* DO THIS
Print out each record below, unaltered and complete, without its images.
::: MATERIALS PROVIDED :::
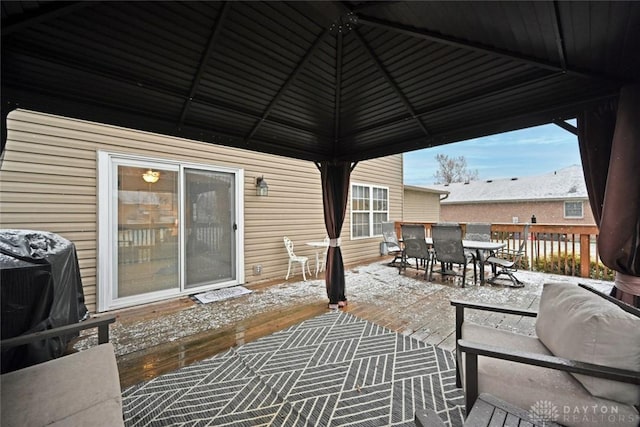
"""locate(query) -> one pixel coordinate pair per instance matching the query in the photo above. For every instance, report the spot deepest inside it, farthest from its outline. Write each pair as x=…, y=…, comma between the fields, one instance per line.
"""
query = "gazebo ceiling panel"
x=318, y=80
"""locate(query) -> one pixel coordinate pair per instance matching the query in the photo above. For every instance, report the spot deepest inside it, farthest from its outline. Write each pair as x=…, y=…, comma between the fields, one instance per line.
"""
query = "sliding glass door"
x=170, y=229
x=209, y=227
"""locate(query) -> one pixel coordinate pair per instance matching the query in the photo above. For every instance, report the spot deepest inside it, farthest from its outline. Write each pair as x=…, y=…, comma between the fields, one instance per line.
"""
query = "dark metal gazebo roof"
x=318, y=80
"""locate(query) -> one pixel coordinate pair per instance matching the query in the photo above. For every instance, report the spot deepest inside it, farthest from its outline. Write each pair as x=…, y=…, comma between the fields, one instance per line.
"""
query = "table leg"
x=480, y=266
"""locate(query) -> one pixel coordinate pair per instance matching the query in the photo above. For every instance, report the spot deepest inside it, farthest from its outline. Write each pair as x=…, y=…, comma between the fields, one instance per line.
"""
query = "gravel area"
x=376, y=284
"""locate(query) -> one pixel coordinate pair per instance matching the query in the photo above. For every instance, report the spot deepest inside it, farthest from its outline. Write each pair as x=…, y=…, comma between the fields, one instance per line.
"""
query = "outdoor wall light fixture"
x=262, y=189
x=151, y=176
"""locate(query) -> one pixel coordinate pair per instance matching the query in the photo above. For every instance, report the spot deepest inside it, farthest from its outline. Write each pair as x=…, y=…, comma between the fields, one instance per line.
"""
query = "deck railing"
x=550, y=248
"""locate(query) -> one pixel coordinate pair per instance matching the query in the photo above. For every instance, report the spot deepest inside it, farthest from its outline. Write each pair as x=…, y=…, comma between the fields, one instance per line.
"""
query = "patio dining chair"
x=415, y=246
x=448, y=250
x=293, y=258
x=322, y=260
x=507, y=261
x=391, y=241
x=480, y=232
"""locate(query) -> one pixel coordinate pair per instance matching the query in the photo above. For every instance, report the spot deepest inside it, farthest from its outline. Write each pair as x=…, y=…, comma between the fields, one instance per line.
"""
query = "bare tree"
x=453, y=169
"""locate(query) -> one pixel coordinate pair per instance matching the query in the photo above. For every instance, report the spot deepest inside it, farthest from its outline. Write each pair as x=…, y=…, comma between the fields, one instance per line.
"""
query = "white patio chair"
x=322, y=260
x=303, y=260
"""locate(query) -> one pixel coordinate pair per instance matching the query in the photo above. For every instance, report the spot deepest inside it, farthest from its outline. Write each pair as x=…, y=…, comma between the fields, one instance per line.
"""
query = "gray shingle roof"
x=563, y=184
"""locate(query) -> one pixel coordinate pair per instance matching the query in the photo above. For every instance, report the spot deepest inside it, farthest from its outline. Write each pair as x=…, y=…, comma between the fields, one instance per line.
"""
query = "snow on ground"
x=376, y=284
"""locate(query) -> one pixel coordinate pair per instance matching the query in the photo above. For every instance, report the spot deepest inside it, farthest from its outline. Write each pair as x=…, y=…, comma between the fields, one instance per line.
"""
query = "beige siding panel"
x=421, y=206
x=48, y=182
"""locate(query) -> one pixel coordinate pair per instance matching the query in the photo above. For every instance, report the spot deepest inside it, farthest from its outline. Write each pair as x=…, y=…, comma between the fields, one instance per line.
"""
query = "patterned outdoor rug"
x=332, y=370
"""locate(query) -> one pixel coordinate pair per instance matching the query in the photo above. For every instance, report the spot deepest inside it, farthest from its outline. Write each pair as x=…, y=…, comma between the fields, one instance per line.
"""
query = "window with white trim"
x=573, y=209
x=369, y=209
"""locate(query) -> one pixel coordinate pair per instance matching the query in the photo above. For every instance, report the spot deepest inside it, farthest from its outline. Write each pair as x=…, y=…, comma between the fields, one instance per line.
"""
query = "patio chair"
x=506, y=261
x=415, y=246
x=322, y=260
x=448, y=250
x=391, y=241
x=293, y=258
x=479, y=232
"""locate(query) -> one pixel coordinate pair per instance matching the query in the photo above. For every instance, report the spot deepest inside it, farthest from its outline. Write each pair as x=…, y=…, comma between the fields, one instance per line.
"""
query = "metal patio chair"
x=391, y=241
x=448, y=250
x=415, y=246
x=293, y=258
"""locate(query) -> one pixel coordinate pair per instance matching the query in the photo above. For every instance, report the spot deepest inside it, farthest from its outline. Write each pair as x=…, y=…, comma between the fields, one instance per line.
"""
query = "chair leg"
x=464, y=275
x=288, y=271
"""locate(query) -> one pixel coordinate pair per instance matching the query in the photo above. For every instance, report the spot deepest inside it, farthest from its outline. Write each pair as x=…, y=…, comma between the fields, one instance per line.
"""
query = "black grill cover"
x=40, y=288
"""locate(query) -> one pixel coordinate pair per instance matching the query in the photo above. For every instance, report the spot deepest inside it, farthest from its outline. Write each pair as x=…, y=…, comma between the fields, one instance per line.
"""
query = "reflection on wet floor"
x=159, y=338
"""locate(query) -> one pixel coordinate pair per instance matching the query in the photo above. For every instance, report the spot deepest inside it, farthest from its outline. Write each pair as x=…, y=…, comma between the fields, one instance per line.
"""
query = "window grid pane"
x=360, y=225
x=573, y=209
x=369, y=209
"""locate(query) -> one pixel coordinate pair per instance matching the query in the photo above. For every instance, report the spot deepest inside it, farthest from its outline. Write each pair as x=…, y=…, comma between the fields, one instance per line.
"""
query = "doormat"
x=221, y=294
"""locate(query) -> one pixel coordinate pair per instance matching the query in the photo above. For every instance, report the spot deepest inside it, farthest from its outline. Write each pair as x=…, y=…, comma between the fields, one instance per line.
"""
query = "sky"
x=525, y=152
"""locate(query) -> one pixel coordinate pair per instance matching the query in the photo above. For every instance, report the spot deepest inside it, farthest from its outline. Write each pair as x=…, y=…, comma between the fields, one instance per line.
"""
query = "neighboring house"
x=421, y=204
x=199, y=226
x=558, y=197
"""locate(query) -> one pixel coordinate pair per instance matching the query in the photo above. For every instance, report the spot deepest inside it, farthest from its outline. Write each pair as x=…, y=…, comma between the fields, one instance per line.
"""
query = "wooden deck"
x=422, y=312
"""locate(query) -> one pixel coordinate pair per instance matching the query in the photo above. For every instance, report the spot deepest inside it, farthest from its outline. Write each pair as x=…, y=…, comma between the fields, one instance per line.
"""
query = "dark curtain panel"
x=610, y=150
x=335, y=191
x=595, y=132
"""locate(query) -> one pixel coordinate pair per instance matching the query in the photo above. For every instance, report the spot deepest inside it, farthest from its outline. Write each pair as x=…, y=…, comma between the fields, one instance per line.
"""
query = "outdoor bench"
x=582, y=367
x=79, y=389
:::
* EXERCISE OUTPUT
"""locate(query) -> one pixel coordinate pair per instance matching the query in the photo above. For every instance, report the spot deepest inside it, farthest from its outline. Write each pair as x=…, y=…, comma between the fields, one instance per line.
"""
query = "gazebo ceiling panel"
x=318, y=80
"""locate(query) -> one pixel coordinate pair per instance matching the query in the photo above. For every instance, report the spot deepest inside it, farthest from its outline. Write each pair as x=…, y=…, comma between the fields, one instance per line.
"""
query = "sliding glass door"
x=170, y=229
x=209, y=227
"""locate(query) -> one pixel coordinate pair per instance matching the query in the photo above. For every instance, report the spot deepest inside it, farthest from its outline. Write each pair as x=…, y=…, comma between the fields, one instance per line.
"""
query = "dark metal gazebo roof"
x=318, y=80
"""locate(query) -> one pixel coordinate pair per instance matching the query in the photo above. For every instance, report the spot deepest inside it, farthest from its outline. Write each pair as x=…, y=…, comma between the fields, one instance per line.
"""
query = "table leg"
x=480, y=266
"""locate(query) -> one pixel coordinate pair per instance matching the query in the photo above. For every instance, report the spot deepest inside it, farthest from its outline. Write each pair as x=…, y=…, comma between the fields, one instance per line.
"""
query = "gravel area"
x=376, y=284
"""locate(query) -> one pixel coordinate pair per instance matching the query in the photo above. For every instance, report the spot deepest inside it, farthest from its outline. Write each pair as x=…, y=…, comma between the fields, one instance per line.
"""
query = "outdoor wall light fixture"
x=262, y=189
x=151, y=176
"""locate(query) -> one pixel coordinate pair per instance matching the query in the photo above. For every instance, report the spot deepest inside it, farthest from its outline. Write each pair as x=…, y=…, comma between the fields, one instance per line.
"""
query = "deck railing"
x=550, y=248
"""locate(query) -> one pixel coordinate pair per instance matching the query in the photo above. For every instance, report the spot deepest inside it, farthest from its outline. Write each pair as x=…, y=…, comma between the fields, one instance per line.
"""
query = "patio dining chair"
x=415, y=246
x=448, y=250
x=293, y=258
x=322, y=260
x=507, y=261
x=391, y=241
x=480, y=232
"""locate(query) -> one pixel coordinate pair per instance matching the query in the photo above. For every instance, report the spot deepest inside it, farthest from its outline. Write each pair as x=…, y=…, comma between the fields, one instance per line.
"""
query = "bare tree"
x=453, y=169
"""locate(query) -> one pixel coordinate pair per instance matching the query in the photo above. For every instance, report the spot deepest inside it, farthest from its outline. Write each pair as x=…, y=…, comma between the fields, one instance per line.
"""
query = "white patio chair"
x=322, y=260
x=303, y=260
"""locate(query) -> one pixel coordinate pair per instance matching the query in the photo above. For every instance, report the spot deepest inside it, farthest from its outline. Write each pair as x=…, y=…, comma between the fields, one instance per line.
"""
query = "gray shingle roof"
x=563, y=184
"""locate(query) -> one pixel coordinate pair per instance matching the query in the photo above. For every instance, report the spot deepest inside it, farthest from its outline. Write each pair as x=…, y=…, comma between the fields, one instance per line.
"""
query = "snow on ground"
x=376, y=284
"""locate(query) -> one pixel coordinate pair per instance matching the query in the photo above. For every instance, report the spot deepest inside it, farthest from its outline. Write each pair as x=…, y=…, comma between the fields, one instance per line.
"""
query = "beige siding panel"
x=421, y=206
x=48, y=182
"""locate(query) -> one pixel coordinate pair per instance matching the query in the photo above. For every instance, report the spot deepest inside it, farthest from its outline. Write each pair as x=…, y=…, comma between the fields, one instance per line.
"""
query = "patterned outdoor rug"
x=332, y=370
"""locate(query) -> one pixel coordinate pair per instance matching the query in the photo above. For every instance, report the spot deepest inside it, farthest from its outline. Write each pair as x=…, y=…, comma between the fields, one instance per line.
"""
query = "window with white trim"
x=573, y=209
x=369, y=209
"""locate(query) -> one pixel coordinate pair per instance matching the query in the photo above. For every instance, report the spot deepest inside it, farthest from its outline. Write each pair as x=…, y=…, comma between the fields, one instance per line.
"""
query = "patio chair"
x=506, y=261
x=415, y=246
x=322, y=260
x=448, y=250
x=391, y=241
x=293, y=258
x=479, y=232
"""locate(query) -> one pixel coordinate pair per instance matching the query in the photo above. For every instance, report the spot deepest inside it, farthest from its outline. Write each pair as x=…, y=…, comma between the fields, one instance per line.
"""
query = "metal patio chair"
x=391, y=241
x=448, y=250
x=415, y=246
x=293, y=258
"""locate(query) -> one pixel coordinate pair per instance matching the query in the photo above. For every instance, report the spot deepest inside it, farthest from its outline. Write each pair as x=…, y=…, comma between the fields, one instance per line.
"""
query = "chair leg"
x=464, y=275
x=288, y=271
"""locate(query) -> one pixel coordinate pair per instance matching the query in the photo above. For every instance, report the spot deepest inside it, farthest from its outline. Write each pair as x=…, y=…, comma between the fields, one instance per line.
"""
query = "black grill cover"
x=40, y=288
"""locate(query) -> one pixel coordinate pair per instance matching the query in the photo above. For every instance, report the spot deepest inside it, farthest from its outline. Write each pair as x=…, y=…, comma between the fields, one instance per line.
"""
query = "reflection on wet floor"
x=159, y=338
"""locate(query) -> one pixel coordinate pair per instance matching the query in the photo above. For every instance, report the spot deepest inside it, farthest from its outline. Write each pair as x=…, y=…, comma between the fields, one instance per line.
"""
query = "window grid pane"
x=360, y=225
x=573, y=209
x=369, y=209
"""locate(query) -> one pixel coordinate pair per instance matching the query in the photo above. For every instance, report the spot deepest inside it, farthest from its outline. Write each pair as x=…, y=…, comma between the fields, one instance per line.
"""
query = "doormat"
x=221, y=294
"""locate(query) -> one pixel coordinate pair per instance matching the query in the photo above. For every instance, report the spot deepest inside it, farthest from its outline. Write each pair as x=…, y=…, comma between the fields, one instance per line.
"""
query = "sky"
x=525, y=152
"""locate(query) -> one pixel coordinate pair per instance matching the query in the photo above. For every instance, report the spot deepest inside it, farthest from its outline. Write each pair as x=…, y=…, comma between the fields, one instance per line.
"""
query = "neighboring house"
x=421, y=204
x=199, y=226
x=558, y=197
"""locate(query) -> one pixel coordinate pair per instance matching the query in the photo above. For every instance, report the spot deepest inside it, farthest from its outline. Write each pair as x=…, y=…, comma between the fields, one instance per line.
"""
query = "wooden deck"
x=422, y=312
"""locate(query) -> one pixel coordinate pair per instance matching the query in the photo above. For every instance, report the spot deepest inside it, farthest from its outline. Write each pair as x=…, y=…, comma between the fields, one instance per line.
"""
query = "dark curtain panel"
x=610, y=150
x=335, y=191
x=595, y=132
"""locate(query) -> one pixel coordinate pair per instance matching the query in the photo above. For every instance, report the spot deepest inside it, farthest from its outline. Write each pair as x=…, y=…, comma between the fields, one instance per line.
"""
query = "outdoor bench"
x=582, y=367
x=79, y=389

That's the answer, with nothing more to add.